TASK DIRECTIONS:
Scale the material from the line with "One point for each instance of the yellow foliage" to the last line of the material, writing those lines out again with the requests included. Multiply every x and y coordinate in the answers by 0.35 and round to whole numbers, with halves rounded up, but keep the coordinates in the requests' format samples unchanged.

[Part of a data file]

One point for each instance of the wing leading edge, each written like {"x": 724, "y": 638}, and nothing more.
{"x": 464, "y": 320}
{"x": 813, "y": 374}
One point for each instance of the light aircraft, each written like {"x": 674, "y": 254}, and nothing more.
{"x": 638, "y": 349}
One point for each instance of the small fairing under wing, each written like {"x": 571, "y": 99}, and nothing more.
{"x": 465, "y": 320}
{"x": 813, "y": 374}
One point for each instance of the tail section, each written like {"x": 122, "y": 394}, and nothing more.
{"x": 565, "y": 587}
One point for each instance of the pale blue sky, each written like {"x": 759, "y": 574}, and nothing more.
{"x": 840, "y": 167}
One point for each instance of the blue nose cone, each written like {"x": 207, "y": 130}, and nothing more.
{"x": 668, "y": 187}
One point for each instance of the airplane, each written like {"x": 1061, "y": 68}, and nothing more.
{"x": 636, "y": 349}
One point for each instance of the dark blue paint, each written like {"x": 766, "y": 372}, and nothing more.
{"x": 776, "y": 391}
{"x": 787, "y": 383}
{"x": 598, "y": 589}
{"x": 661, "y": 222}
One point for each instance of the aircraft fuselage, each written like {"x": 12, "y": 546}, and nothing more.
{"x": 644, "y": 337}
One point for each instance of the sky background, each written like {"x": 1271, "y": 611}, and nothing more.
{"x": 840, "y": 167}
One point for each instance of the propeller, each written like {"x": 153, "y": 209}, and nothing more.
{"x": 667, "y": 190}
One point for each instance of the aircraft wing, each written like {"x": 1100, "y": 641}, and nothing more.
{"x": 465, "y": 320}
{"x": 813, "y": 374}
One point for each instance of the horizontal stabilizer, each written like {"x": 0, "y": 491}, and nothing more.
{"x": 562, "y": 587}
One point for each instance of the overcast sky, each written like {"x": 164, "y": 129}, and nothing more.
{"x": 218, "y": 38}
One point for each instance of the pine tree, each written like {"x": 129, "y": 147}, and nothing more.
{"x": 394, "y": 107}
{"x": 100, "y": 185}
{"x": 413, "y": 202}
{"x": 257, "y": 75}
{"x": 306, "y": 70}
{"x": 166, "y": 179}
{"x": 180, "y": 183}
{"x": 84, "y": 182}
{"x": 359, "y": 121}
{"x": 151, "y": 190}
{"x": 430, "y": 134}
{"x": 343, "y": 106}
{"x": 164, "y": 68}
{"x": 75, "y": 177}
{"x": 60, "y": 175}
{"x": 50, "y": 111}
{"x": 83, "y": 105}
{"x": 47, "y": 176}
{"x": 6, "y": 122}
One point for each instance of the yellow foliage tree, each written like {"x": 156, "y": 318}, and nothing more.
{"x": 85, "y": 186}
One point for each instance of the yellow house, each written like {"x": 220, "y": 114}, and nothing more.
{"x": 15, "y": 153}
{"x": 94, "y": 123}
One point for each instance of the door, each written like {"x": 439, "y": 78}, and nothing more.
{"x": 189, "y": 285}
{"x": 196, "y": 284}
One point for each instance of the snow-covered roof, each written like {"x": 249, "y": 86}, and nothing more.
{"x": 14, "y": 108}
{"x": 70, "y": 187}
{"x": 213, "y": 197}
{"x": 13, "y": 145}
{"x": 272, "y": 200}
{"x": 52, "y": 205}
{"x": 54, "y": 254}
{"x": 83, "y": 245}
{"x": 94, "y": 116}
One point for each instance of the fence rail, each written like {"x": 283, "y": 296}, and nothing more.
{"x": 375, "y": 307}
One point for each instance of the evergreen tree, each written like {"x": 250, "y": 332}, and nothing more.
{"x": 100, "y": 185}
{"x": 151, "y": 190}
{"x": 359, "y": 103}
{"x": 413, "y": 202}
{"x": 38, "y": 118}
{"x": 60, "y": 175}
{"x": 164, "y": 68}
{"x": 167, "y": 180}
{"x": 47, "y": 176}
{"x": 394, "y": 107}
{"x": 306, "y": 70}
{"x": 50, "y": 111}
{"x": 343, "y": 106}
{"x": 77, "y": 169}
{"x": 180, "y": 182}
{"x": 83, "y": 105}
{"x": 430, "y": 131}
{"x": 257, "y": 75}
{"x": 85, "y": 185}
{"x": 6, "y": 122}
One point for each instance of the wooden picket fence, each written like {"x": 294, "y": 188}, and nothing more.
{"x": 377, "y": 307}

THE RESPONSE:
One point for each instance of the yellow foliage tree, each written like {"x": 156, "y": 318}, and nothing more.
{"x": 30, "y": 65}
One point for each instance of the yellow house, each written like {"x": 220, "y": 114}, and nothing more.
{"x": 5, "y": 54}
{"x": 33, "y": 43}
One point for each instance of the door, each written like {"x": 439, "y": 78}, and nothing more.
{"x": 66, "y": 100}
{"x": 69, "y": 99}
One point for each instance of the snow-covered roof, each written like {"x": 249, "y": 86}, and nothing more.
{"x": 5, "y": 38}
{"x": 25, "y": 65}
{"x": 75, "y": 69}
{"x": 5, "y": 51}
{"x": 95, "y": 70}
{"x": 18, "y": 72}
{"x": 19, "y": 89}
{"x": 29, "y": 86}
{"x": 33, "y": 41}
One point for each instance of the fence rail, each written like {"x": 283, "y": 296}, and nothing more.
{"x": 131, "y": 107}
One point for each instance of the evergreen tree, each written like {"x": 250, "y": 332}, and nothing more.
{"x": 35, "y": 65}
{"x": 53, "y": 67}
{"x": 126, "y": 36}
{"x": 145, "y": 71}
{"x": 13, "y": 41}
{"x": 21, "y": 61}
{"x": 57, "y": 24}
{"x": 58, "y": 63}
{"x": 16, "y": 62}
{"x": 138, "y": 37}
{"x": 107, "y": 25}
{"x": 18, "y": 39}
{"x": 120, "y": 37}
{"x": 27, "y": 59}
{"x": 63, "y": 64}
{"x": 29, "y": 37}
{"x": 151, "y": 46}
{"x": 90, "y": 26}
{"x": 30, "y": 65}
{"x": 2, "y": 43}
One point for each instance of the wooden picket fence, each written like {"x": 294, "y": 188}, and nothing more.
{"x": 132, "y": 107}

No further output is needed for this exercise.